** Task details **
Add 9 to each number in every pair of point coordinates in the data below. Write out all of the data again, notes included, with the notes left unchanged.

§ §

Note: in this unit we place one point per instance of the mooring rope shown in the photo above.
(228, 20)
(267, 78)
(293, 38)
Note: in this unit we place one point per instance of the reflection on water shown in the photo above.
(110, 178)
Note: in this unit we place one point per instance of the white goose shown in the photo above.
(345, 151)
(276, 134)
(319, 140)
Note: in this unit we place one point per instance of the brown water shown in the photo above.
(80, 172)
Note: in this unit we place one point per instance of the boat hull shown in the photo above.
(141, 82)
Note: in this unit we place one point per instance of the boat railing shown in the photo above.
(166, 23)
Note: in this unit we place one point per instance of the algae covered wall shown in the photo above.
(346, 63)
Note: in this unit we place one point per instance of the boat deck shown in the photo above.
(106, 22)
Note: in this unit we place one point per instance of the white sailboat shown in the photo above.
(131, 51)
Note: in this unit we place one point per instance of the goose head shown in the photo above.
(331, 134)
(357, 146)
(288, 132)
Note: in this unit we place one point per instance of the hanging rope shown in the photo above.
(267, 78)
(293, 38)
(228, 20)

§ §

** Answer for this exercise **
Note: in this unit we place one point per instance of the mooring rope shown in the photo above.
(237, 29)
(276, 87)
(302, 47)
Note: in this unit we place one point per instance of the reflection on water shown in the photo above.
(119, 187)
Note: in this unit we place one point per instance of the white goose shown in the photo above.
(354, 160)
(285, 143)
(328, 149)
Note: in this unit we place one point per instance of the brown water shown in the photo above.
(89, 181)
Note: in this unit we place one point per instance of the boat hull shown in the photo above.
(150, 91)
Note: in this unit we place one point per instance of the boat railing shown in the photo above.
(175, 32)
Note: in this unit we place one point per instance of the algae covered wall shown in the photo above.
(355, 72)
Note: in this unit we place one point per instance of the boat deck shown in the photo above.
(115, 31)
Note: in this unit we place one point per instance of the white sailboat shown in the photo above.
(140, 60)
Note: in this unit we place one point per instance of the goose head shown in the photo above.
(340, 143)
(366, 155)
(297, 141)
Note: in this unit we place one point per instance of the hanging rope shown in the photo above.
(276, 87)
(302, 47)
(237, 29)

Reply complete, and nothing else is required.